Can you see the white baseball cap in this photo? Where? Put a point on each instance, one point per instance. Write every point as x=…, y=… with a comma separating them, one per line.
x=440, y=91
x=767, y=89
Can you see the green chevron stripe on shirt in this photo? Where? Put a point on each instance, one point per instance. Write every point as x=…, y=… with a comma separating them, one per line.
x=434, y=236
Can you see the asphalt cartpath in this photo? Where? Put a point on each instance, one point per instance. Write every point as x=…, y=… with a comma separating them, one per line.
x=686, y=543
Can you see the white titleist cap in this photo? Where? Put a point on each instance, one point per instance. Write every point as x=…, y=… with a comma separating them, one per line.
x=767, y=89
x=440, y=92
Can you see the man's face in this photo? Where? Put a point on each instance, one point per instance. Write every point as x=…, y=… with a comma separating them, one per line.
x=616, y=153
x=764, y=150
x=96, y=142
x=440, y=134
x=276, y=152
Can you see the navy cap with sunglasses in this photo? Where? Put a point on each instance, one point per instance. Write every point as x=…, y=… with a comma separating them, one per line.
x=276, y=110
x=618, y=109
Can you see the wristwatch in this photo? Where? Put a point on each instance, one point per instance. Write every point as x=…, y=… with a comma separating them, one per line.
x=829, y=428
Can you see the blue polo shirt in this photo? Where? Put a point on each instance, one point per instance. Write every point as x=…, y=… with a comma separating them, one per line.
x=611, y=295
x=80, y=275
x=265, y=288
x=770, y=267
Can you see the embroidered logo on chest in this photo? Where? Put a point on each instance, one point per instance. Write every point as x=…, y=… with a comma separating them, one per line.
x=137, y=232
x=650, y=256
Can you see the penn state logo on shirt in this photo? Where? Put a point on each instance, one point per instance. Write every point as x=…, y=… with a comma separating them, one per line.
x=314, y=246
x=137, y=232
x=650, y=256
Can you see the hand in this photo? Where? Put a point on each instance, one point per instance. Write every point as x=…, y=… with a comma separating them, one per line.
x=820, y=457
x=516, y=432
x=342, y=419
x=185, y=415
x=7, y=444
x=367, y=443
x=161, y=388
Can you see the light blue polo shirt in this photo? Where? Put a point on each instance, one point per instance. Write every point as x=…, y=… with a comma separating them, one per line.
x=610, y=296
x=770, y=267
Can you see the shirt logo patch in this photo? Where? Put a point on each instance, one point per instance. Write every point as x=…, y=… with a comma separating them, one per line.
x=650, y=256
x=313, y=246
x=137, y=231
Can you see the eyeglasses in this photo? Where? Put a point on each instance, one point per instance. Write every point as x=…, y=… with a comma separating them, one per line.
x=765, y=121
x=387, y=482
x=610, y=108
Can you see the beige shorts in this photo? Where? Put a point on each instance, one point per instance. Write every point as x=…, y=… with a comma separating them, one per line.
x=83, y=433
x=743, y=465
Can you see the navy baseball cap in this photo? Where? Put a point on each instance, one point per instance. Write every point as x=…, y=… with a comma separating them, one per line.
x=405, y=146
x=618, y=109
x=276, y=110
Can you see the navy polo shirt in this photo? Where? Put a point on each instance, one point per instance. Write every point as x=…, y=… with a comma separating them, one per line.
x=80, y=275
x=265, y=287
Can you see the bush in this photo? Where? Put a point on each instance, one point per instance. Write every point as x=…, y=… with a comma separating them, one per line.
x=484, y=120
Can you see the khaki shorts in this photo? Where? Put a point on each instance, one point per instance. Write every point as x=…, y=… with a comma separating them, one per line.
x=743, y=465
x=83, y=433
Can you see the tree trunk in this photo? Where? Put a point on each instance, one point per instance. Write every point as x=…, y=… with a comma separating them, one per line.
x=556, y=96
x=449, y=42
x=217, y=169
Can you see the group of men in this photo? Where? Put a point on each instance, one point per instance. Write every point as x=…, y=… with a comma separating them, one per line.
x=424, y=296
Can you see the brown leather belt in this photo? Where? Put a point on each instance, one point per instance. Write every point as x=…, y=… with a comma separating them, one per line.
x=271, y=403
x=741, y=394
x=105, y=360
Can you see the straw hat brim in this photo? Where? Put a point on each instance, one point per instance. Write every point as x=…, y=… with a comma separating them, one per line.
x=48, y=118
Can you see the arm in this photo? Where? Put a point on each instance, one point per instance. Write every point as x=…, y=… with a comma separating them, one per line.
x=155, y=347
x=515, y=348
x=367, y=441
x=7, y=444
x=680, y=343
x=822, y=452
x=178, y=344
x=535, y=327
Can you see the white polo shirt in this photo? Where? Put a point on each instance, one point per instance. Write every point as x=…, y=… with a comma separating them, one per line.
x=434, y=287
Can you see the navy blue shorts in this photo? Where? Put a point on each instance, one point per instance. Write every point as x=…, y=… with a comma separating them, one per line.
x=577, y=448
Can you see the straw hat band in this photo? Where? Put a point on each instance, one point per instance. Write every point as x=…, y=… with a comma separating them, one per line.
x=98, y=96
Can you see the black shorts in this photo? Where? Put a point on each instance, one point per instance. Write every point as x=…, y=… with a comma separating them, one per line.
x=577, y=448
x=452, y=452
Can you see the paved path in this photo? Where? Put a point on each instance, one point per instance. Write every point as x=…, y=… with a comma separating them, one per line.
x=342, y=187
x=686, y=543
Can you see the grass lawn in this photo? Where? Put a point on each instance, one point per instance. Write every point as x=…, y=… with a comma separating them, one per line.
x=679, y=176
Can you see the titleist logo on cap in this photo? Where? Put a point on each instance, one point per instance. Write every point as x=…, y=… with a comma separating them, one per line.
--------------------------------------------------
WHAT IS REQUIRED => Please echo the items above word for word, starting at their first line and stopping after the line that contains "x=434, y=236".

RESPONSE BELOW =>
Can you see the white baseball cap in this photo? Where? Put a point on each instance, one point per instance. Write every point as x=…, y=… with a comma separating them, one per line.
x=440, y=91
x=767, y=89
Can you see the green chevron stripe on shirt in this photo? Where? Put a point on each instance, one point per instance. Write every point as x=…, y=… with a comma separating them, one per line.
x=434, y=236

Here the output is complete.